Where the line containing "Expected: a marker on each instance of the cobblestone" appears in the records below, begin there and output each line verbatim through the last line.

[Items from a dataset]
━━━━━━━━━━━━━━━━
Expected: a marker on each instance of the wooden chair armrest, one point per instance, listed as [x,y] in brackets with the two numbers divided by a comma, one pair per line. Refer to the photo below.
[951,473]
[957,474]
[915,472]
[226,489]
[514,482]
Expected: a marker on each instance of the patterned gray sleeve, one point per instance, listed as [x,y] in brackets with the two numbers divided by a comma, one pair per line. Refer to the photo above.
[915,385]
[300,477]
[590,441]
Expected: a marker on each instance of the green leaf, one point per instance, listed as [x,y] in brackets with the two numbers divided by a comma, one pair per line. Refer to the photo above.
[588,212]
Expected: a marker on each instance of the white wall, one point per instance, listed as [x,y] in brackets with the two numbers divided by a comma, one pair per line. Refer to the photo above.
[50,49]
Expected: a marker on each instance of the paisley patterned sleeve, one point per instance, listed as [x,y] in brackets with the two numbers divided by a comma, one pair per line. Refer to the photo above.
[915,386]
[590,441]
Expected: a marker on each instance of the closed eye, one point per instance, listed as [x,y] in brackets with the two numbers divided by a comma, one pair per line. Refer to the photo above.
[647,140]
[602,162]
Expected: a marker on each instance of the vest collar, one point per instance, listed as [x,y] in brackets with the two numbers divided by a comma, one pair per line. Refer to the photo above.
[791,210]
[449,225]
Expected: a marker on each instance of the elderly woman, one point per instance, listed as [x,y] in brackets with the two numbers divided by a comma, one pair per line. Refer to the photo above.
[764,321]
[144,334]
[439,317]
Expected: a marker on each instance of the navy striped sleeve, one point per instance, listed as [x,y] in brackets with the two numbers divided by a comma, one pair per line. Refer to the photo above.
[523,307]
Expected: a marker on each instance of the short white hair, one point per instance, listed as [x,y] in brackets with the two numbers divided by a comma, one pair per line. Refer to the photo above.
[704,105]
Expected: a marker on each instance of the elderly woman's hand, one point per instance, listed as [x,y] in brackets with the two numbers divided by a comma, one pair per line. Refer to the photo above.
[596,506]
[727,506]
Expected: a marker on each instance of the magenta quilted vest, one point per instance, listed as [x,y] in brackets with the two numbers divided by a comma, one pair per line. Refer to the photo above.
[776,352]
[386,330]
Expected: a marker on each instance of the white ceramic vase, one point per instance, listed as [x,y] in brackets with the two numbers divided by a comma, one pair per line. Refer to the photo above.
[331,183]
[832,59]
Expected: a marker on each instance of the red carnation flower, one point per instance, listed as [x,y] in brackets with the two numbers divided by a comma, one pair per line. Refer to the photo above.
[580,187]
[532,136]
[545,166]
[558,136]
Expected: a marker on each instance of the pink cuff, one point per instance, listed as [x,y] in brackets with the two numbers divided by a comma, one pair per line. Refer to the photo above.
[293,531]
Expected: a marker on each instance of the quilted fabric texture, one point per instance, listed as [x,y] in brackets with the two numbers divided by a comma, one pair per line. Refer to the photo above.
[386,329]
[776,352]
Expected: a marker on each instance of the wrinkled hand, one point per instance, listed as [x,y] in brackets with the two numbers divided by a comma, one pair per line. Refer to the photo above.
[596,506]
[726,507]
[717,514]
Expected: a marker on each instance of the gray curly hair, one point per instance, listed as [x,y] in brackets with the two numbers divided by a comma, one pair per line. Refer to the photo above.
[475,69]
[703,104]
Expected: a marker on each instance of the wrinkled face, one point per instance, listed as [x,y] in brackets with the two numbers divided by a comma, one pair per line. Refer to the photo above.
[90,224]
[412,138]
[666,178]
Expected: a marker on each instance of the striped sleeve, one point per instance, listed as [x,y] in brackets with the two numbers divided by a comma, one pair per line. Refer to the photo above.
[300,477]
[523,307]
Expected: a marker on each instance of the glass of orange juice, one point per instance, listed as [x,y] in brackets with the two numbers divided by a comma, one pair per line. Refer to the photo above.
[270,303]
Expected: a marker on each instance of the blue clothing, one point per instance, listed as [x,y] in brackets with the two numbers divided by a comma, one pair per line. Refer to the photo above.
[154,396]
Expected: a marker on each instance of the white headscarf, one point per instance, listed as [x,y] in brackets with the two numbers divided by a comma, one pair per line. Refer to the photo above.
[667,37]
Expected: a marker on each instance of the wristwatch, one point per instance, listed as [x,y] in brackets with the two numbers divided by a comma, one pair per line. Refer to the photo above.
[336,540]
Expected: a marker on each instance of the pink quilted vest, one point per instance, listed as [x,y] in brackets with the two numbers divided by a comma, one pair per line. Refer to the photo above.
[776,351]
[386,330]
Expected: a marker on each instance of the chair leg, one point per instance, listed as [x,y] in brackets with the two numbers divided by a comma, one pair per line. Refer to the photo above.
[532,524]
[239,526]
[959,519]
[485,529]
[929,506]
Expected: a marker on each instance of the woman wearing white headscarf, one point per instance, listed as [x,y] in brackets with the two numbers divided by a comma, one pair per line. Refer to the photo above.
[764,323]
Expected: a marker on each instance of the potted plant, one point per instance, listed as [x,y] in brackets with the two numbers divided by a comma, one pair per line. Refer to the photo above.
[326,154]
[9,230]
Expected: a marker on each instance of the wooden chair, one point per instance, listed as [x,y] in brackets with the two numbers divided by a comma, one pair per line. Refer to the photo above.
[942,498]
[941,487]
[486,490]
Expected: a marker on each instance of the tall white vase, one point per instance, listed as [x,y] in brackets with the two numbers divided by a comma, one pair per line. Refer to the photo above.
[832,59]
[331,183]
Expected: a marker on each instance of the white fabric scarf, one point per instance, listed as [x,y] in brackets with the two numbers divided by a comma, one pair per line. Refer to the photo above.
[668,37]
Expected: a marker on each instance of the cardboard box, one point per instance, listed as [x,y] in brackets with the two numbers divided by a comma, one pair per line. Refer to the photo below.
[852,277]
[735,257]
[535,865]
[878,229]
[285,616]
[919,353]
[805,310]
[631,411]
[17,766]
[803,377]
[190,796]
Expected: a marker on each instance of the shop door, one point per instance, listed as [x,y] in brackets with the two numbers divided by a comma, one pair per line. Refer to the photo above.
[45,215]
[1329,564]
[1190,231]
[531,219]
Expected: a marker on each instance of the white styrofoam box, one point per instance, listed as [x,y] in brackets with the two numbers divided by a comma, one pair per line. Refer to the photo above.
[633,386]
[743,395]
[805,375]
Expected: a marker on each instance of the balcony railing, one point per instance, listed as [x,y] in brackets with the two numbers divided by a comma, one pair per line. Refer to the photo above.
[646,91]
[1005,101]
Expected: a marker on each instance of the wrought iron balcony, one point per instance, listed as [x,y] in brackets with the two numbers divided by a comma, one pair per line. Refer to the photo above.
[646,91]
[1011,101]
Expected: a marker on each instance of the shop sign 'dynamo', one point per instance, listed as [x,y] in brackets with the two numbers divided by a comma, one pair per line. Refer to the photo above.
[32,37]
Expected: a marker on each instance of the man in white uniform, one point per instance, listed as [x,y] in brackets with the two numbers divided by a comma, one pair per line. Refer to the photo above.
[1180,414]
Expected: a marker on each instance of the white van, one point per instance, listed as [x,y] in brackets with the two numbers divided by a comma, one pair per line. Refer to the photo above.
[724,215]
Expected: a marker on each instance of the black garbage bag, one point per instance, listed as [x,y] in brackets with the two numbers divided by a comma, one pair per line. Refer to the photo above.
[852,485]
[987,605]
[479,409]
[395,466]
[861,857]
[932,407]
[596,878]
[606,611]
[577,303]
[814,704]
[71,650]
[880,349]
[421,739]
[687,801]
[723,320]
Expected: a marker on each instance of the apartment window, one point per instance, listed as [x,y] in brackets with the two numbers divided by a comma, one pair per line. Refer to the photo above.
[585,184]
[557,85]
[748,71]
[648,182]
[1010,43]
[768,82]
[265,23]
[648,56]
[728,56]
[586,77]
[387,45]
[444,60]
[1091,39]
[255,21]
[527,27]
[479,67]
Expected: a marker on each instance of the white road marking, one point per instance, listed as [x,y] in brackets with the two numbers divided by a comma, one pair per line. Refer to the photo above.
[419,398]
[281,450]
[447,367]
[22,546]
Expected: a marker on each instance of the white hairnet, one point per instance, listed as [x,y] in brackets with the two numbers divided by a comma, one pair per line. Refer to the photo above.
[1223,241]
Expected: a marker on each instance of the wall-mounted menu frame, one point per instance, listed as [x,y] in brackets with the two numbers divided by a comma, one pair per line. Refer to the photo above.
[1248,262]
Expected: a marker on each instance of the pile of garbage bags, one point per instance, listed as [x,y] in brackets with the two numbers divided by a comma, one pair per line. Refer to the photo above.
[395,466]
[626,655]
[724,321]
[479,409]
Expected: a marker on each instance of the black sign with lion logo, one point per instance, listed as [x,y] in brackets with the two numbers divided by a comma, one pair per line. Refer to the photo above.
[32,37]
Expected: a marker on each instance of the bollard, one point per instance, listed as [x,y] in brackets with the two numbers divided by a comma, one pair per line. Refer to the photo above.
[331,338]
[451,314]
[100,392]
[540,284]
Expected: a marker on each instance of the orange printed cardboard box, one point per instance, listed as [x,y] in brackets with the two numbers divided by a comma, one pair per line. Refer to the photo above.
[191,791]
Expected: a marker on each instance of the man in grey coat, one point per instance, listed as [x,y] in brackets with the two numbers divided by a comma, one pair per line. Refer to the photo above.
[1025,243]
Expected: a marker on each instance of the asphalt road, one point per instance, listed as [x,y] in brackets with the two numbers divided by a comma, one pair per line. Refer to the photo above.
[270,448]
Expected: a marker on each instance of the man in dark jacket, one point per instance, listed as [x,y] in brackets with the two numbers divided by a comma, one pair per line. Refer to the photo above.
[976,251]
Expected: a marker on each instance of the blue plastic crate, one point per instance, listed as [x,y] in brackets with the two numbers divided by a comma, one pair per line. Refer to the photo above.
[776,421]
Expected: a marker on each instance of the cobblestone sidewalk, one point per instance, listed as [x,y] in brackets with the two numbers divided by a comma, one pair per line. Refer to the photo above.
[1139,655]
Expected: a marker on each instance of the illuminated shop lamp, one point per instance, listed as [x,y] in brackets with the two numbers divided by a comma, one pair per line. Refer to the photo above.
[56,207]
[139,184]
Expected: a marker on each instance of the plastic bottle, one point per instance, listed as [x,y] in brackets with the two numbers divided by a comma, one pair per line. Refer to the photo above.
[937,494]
━━━━━━━━━━━━━━━━
--- SOLVED EXERCISE ---
Expected: a marker on each instance of the cobblestone sidewalk, one point per instance, listed as [x,y] in brackets with the two numbers divided by a comma, one pair per line. Refer to the photo above.
[1139,655]
Expected: a marker on each instance of the illuminated shop lamp, one point per instance, listed as [x,y] in brackets with the two numbers divided by a comma, one pair per line. Refer to the photo above.
[56,207]
[139,184]
Expected: a marker on each instance of the plastic bottle, one point per instance, listed as [x,y] in brackets with the two numbers divided by a comma, one pair per line. Refer to the photo above.
[937,494]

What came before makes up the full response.